Please restate each line of the data that follows word for word, skipping any image.

**********

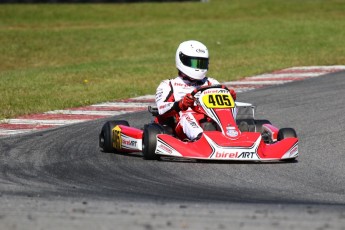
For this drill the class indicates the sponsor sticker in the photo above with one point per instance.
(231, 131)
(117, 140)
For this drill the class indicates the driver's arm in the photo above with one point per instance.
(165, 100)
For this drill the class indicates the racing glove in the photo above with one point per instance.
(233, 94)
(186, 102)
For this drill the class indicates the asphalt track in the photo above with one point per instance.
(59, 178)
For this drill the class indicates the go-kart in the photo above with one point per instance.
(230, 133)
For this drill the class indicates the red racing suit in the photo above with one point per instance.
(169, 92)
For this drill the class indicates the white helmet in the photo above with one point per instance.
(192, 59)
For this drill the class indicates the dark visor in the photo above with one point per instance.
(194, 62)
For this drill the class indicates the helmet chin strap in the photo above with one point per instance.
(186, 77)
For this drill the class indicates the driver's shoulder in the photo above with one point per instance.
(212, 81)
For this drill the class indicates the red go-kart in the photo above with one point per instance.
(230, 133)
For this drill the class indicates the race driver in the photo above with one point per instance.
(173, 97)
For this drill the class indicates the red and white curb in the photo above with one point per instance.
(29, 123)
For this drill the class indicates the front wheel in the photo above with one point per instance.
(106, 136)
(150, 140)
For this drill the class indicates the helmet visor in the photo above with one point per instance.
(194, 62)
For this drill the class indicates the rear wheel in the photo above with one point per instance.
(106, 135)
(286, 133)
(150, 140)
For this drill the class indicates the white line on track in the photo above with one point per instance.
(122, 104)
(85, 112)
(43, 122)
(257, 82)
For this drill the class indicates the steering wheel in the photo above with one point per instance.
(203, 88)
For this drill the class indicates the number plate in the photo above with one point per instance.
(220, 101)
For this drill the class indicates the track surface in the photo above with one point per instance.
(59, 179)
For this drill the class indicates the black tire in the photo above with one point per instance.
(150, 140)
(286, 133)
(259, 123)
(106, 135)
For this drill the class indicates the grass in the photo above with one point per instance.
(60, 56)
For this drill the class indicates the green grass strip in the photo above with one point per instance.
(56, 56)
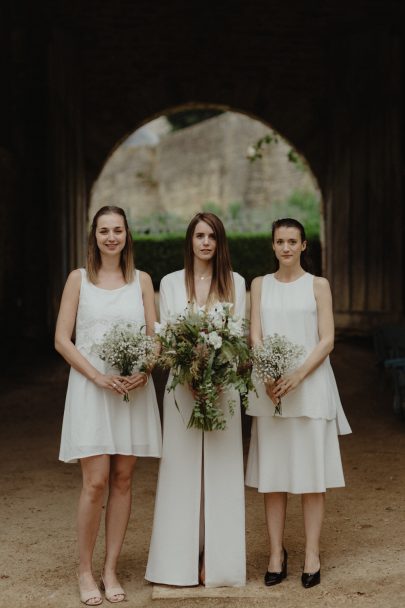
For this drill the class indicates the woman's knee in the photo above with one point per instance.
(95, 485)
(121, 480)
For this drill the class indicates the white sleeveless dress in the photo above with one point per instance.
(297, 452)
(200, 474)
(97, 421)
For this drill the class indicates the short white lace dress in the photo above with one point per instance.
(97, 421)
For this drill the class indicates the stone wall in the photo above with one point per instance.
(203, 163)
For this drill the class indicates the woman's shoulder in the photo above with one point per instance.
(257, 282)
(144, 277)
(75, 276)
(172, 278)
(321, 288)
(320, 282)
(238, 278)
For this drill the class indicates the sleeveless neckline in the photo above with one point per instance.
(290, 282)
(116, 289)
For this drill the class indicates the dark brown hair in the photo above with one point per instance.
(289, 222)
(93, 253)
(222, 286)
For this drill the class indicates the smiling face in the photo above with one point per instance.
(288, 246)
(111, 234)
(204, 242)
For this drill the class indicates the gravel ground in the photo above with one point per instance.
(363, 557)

**********

**RESULT FOR THIS EXERCISE:**
For this drill the class indicates the sponsor sticker in the photo above with one point per instance.
(231, 131)
(117, 140)
For this drill the class indicates the driver's arm in the photo above with one point per instance.
(165, 100)
For this drill the class indicates the racing glove in the photo above with one point per instance.
(233, 94)
(186, 102)
For this drill the class indicates the asphalt track in the photo above with one point per instance.
(59, 178)
For this drill the class indicates the go-kart in the photo above with one point per instance.
(230, 133)
For this drill the class indicates the red racing suit in the photo above with one point per instance.
(169, 92)
For this drill the class indicates the white helmet in the photo above with one point per instance.
(192, 59)
For this drill the class indicates the dark visor in the photo above with one point per instance.
(194, 62)
For this drill the class indicates the helmet chin strap in the photo above with one point per instance.
(186, 77)
For this drill the class indicates the driver's shoulder in the photo above with one point per instance.
(212, 81)
For this drill the class indicates the red go-kart in the photo above with one point per instance.
(230, 133)
For this drill the class indicates the race driver in the photo above with one point per instance.
(173, 97)
For this drill the class indicates the red and white curb in the photo above with one point per instance.
(29, 123)
For this drill the class indicates the front wheel in the photo above with one point per instance.
(106, 136)
(150, 140)
For this drill the class indicates the helmet visor in the photo above with one point per instance.
(194, 62)
For this drill the class indicates the rear wheel in the photo above with one point per instance.
(106, 135)
(286, 133)
(150, 140)
For this drill the class indicates the white line on track in the photo above with one point per instance.
(122, 104)
(85, 112)
(43, 122)
(257, 82)
For this drill the class indicates the steering wheel in the photo above with one point per instance.
(203, 88)
For this drill the class indicates the number plate in the photo above with one point per instance.
(220, 101)
For this drill the class indicates the track surface in the photo above with one point per instance.
(59, 179)
For this drill the class indicates the black tire in the photo above with one point per instance.
(150, 140)
(286, 133)
(259, 123)
(106, 135)
For this drill the class indicates the grass in the photo above with one point per instance.
(60, 56)
For this drill the class indicates the green grass strip in the photo above with one point per instance.
(56, 56)
For this drill the class indicates the woman's knee in the photo above with one point per instance.
(95, 485)
(121, 480)
For this drill the class indicates the white sleeveless dress in the photo above with one point per instance.
(297, 452)
(200, 474)
(97, 421)
For this drill the class indicates the short white lace dress in the photo above with one point per instance.
(97, 421)
For this drill the class indicates the stone wall in the photo above with one point per instance.
(203, 163)
For this drill the class indicates the woman's shoulder in the photo above with one point per instance.
(257, 282)
(144, 277)
(75, 276)
(172, 278)
(321, 288)
(320, 282)
(238, 278)
For this drill the class indicates the sleeveless neckline in the photo above with one point per instance.
(290, 282)
(116, 289)
For this drill the class indicates the dark brown hair in the photo above with one point per instance.
(289, 222)
(93, 253)
(222, 286)
For this drill the class indicates the smiling face in the photo above with one point per instance.
(288, 246)
(111, 234)
(204, 242)
For this drill the class indicates the gravel ground in the photo above with one point per instance.
(363, 557)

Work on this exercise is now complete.